### Work instructions
Return every line below that contains the word "wall", copying each one in full.

### Records for this task
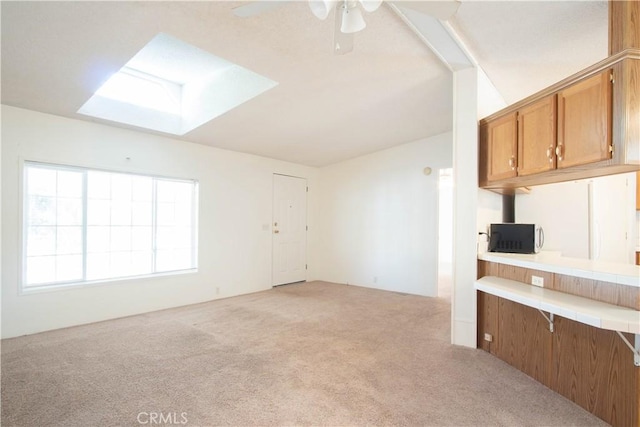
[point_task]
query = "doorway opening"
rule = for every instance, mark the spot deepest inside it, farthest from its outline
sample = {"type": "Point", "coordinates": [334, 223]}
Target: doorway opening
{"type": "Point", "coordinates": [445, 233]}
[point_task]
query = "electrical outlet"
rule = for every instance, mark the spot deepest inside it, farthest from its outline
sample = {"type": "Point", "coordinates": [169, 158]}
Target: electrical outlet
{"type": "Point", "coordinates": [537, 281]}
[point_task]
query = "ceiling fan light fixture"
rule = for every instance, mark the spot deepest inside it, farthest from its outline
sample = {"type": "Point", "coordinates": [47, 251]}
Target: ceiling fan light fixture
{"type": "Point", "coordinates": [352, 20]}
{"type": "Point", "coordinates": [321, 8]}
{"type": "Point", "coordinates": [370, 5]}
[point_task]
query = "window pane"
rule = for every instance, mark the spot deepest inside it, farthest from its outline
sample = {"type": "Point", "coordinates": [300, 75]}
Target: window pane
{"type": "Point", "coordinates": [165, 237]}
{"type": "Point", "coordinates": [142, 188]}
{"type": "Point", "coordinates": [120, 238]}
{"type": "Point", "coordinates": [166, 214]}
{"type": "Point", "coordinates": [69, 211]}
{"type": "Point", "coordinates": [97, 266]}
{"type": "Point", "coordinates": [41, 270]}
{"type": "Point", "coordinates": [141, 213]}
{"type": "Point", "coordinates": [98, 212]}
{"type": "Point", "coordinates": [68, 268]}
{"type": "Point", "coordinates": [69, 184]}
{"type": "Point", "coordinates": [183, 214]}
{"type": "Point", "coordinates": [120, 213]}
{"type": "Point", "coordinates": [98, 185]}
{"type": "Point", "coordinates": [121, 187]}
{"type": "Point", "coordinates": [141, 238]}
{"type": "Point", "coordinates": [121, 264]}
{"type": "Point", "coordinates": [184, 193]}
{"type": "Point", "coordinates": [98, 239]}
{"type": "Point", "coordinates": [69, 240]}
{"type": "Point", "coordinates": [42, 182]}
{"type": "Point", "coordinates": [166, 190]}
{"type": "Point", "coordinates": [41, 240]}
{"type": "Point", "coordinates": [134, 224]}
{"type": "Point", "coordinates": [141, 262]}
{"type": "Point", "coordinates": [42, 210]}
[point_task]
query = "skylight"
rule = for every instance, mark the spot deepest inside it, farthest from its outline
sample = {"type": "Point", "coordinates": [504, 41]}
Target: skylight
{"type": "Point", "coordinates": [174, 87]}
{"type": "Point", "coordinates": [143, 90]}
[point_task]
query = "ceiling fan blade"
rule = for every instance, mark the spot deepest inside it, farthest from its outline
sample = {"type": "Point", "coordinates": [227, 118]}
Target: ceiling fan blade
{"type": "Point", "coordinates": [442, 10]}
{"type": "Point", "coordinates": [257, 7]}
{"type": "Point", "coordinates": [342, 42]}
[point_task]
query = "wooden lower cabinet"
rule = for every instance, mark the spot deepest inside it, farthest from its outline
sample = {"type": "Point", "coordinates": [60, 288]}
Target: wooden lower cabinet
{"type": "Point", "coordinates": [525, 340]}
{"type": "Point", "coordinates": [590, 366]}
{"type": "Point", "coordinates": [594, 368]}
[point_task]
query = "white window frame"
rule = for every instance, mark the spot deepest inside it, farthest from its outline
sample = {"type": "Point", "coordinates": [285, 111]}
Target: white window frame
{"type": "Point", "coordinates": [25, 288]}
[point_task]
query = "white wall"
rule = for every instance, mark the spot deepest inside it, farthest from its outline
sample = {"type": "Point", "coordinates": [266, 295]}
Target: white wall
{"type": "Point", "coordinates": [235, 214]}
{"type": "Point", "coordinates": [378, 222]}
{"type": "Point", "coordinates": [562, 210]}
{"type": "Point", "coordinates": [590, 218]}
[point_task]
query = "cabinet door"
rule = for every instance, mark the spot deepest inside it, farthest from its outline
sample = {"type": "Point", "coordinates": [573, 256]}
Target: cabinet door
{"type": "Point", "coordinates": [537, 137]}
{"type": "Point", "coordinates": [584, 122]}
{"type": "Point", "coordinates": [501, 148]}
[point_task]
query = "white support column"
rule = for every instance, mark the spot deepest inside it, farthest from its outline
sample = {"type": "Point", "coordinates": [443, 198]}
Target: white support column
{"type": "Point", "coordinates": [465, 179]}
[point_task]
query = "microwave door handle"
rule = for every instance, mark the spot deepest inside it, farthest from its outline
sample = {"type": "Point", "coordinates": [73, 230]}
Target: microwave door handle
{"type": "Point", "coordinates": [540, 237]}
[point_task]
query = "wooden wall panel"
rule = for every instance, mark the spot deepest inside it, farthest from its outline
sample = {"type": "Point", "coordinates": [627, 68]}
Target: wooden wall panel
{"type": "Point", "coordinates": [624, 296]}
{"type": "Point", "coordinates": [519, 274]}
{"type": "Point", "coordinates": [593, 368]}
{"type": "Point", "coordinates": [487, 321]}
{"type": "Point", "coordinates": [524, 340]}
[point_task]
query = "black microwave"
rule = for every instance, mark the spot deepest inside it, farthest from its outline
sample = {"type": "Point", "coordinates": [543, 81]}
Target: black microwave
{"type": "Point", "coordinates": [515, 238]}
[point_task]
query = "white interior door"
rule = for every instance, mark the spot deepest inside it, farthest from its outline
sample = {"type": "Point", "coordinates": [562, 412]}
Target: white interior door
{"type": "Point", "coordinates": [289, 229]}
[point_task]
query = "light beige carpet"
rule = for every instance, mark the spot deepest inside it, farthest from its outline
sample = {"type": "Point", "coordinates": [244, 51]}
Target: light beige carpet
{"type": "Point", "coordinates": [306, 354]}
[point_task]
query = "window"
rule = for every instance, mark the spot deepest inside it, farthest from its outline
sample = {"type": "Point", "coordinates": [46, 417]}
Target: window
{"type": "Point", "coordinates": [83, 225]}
--
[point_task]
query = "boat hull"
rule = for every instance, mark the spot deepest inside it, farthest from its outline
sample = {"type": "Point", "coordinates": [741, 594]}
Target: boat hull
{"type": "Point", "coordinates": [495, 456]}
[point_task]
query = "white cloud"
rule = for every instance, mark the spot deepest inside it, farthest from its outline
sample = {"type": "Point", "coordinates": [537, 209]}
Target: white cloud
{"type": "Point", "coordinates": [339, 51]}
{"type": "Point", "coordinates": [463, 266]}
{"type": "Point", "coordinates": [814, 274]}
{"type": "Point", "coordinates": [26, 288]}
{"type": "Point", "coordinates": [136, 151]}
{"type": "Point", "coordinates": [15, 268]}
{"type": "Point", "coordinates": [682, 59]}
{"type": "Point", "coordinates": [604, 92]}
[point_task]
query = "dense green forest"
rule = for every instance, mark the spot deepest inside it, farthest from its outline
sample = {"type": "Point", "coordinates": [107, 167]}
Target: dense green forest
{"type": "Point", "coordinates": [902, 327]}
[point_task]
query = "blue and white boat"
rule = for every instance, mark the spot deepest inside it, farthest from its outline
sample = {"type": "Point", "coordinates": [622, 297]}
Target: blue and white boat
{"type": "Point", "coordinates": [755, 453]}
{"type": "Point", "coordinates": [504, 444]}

### Correct result
query = "white wall"
Target: white wall
query = "wooden wall panel"
Target: wooden wall panel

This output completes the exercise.